Texto de lectura:
»»

Claro está, que por Ayabaca ha llegado la importa del “pasillo” cuencano y lojano. Lo trajeron, en sus cantos, ritmos y melodías, los estudiantes universitarios que iban al Ecuador, a estudiar, a la Universidad de Loja, porque no tenían vacantes en las universidades peruanas. Regresaban las “rondallas” de alegres muchachos en las vacaciones con sus guitarras, bandurrias, laudes, y requintos, que le daban vida testimonial, y ficciones nocturnas amorosas, donde el “pasillo” era el monarca local de los géneros musicales.
Varias generaciones de ayabaquinos se forjaron escuchando “pasillos” y dando serenatas. Eso no significaba, tampoco, que entre pasillos van, y vienen, siempre aparecía el valse criollo peruano. Aquí nadie se pasó al otro bando, la resistencia musical de estos pueblos fronterizos era la alternancia, la combinación y la hermandad musical con el país norteño.
En los años 90, cuando estuve por Ayabaca, fui consciente ciudadano, de reconocer mi admiración por la belleza del “pasillo”. Llevaba en mi mochila la novela experimental de Jorge Enrique Adoum: “Entre Marx y una mujer desnuda”, y la preste a un amigo, de las serenatas, que se interesó por la novela. En la próxima serenata, ese amigo, se me acerco con su guitarra y me dijo: “Adoum, el novelista ecuatoriano, ha compuesto este “pasillo”, y tocó “Vasija de barro”, que en realidad es un “danzante”.

««

Instrucciones:
#1 Por favor, reescribe como lista breve el párrafo del texto sobre el pasillo en Ayabaca que empieza con «Claro está, que por Ayabaca», conservando sus datos principales.
#2 Enumera todos los instrumentos musicales que se mencionan en el texto sobre el pasillo en Ayabaca.
#3 Responde según el texto sobre el pasillo en Ayabaca:
(a) ¿A qué universidad iban a estudiar los estudiantes?
(b) ¿En qué década estuvo en Ayabaca quien narra?
(c) ¿Qué pieza tocó el amigo de las serenatas?

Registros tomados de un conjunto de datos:

»»

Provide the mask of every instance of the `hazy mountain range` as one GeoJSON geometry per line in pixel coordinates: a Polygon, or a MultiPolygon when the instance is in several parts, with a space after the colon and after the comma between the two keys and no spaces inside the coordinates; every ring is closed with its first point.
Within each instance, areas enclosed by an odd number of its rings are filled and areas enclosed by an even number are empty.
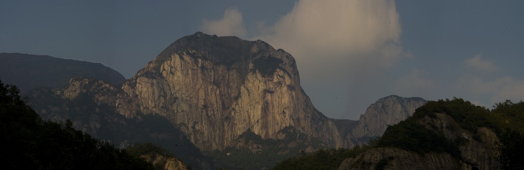
{"type": "Polygon", "coordinates": [[[331,119],[302,90],[289,53],[260,40],[200,32],[177,40],[127,80],[100,64],[0,56],[0,77],[22,84],[45,119],[70,119],[76,129],[122,148],[154,142],[201,169],[267,168],[300,151],[367,143],[427,102],[391,95],[358,121],[331,119]],[[267,160],[231,163],[246,154],[267,160]]]}

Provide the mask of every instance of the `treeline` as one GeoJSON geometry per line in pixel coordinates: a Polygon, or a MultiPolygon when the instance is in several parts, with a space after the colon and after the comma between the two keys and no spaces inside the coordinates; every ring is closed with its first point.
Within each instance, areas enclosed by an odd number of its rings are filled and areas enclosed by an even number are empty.
{"type": "Polygon", "coordinates": [[[15,86],[0,81],[0,162],[12,169],[153,169],[152,165],[75,130],[44,121],[15,86]]]}
{"type": "Polygon", "coordinates": [[[447,152],[460,158],[458,147],[465,139],[450,140],[439,132],[431,131],[418,122],[425,116],[435,117],[436,113],[450,116],[461,128],[473,133],[480,141],[477,130],[481,127],[493,130],[500,141],[496,146],[498,157],[505,169],[524,169],[524,102],[514,104],[506,100],[495,104],[490,110],[475,106],[461,98],[431,101],[418,108],[413,116],[398,124],[389,126],[383,136],[368,145],[353,149],[319,150],[302,154],[278,163],[275,169],[336,169],[342,162],[355,157],[367,150],[380,147],[396,147],[421,154],[430,152],[447,152]]]}

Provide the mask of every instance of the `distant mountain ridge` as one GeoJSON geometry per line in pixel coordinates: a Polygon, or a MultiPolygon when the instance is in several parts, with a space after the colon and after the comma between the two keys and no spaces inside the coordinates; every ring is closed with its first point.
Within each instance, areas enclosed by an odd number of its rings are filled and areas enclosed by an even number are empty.
{"type": "Polygon", "coordinates": [[[77,76],[96,77],[115,85],[126,80],[116,71],[100,63],[48,55],[1,53],[0,61],[0,78],[24,92],[40,87],[62,88],[77,76]]]}
{"type": "Polygon", "coordinates": [[[367,143],[370,139],[381,136],[388,125],[406,120],[427,103],[420,97],[390,95],[381,98],[361,115],[358,124],[347,133],[346,139],[351,139],[355,144],[367,143]]]}
{"type": "MultiPolygon", "coordinates": [[[[200,32],[172,43],[122,85],[99,78],[77,77],[63,88],[37,89],[28,95],[42,117],[73,119],[76,128],[108,137],[116,145],[138,141],[130,134],[139,134],[171,151],[203,156],[196,146],[225,160],[245,157],[230,156],[245,149],[253,154],[264,149],[270,150],[265,154],[294,155],[366,143],[425,102],[390,96],[372,104],[363,120],[330,119],[302,90],[291,54],[260,40],[200,32]],[[155,123],[159,121],[162,123],[155,123]],[[146,122],[158,124],[150,128],[146,122]],[[131,124],[145,129],[126,132],[131,124]],[[187,149],[166,142],[183,143],[187,149]]],[[[180,158],[213,168],[205,158],[180,158]]]]}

««

Respuestas:
#1
- El pasillo cuencano y lojano llegó a Ayabaca.
- Lo trajeron estudiantes universitarios que iban a estudiar a la Universidad de Loja, en Ecuador, porque no tenían vacantes en las universidades peruanas.
- En las vacaciones regresaban en rondallas con guitarras, bandurrias, laudes y requintos.
- En esas noches de amor el pasillo era el monarca local de los géneros musicales.

#2
- Guitarras
- Bandurrias
- Laudes
- Requintos

#3
(a) A la Universidad de Loja.
(b) En los años 90.
(c) «Vasija de barro».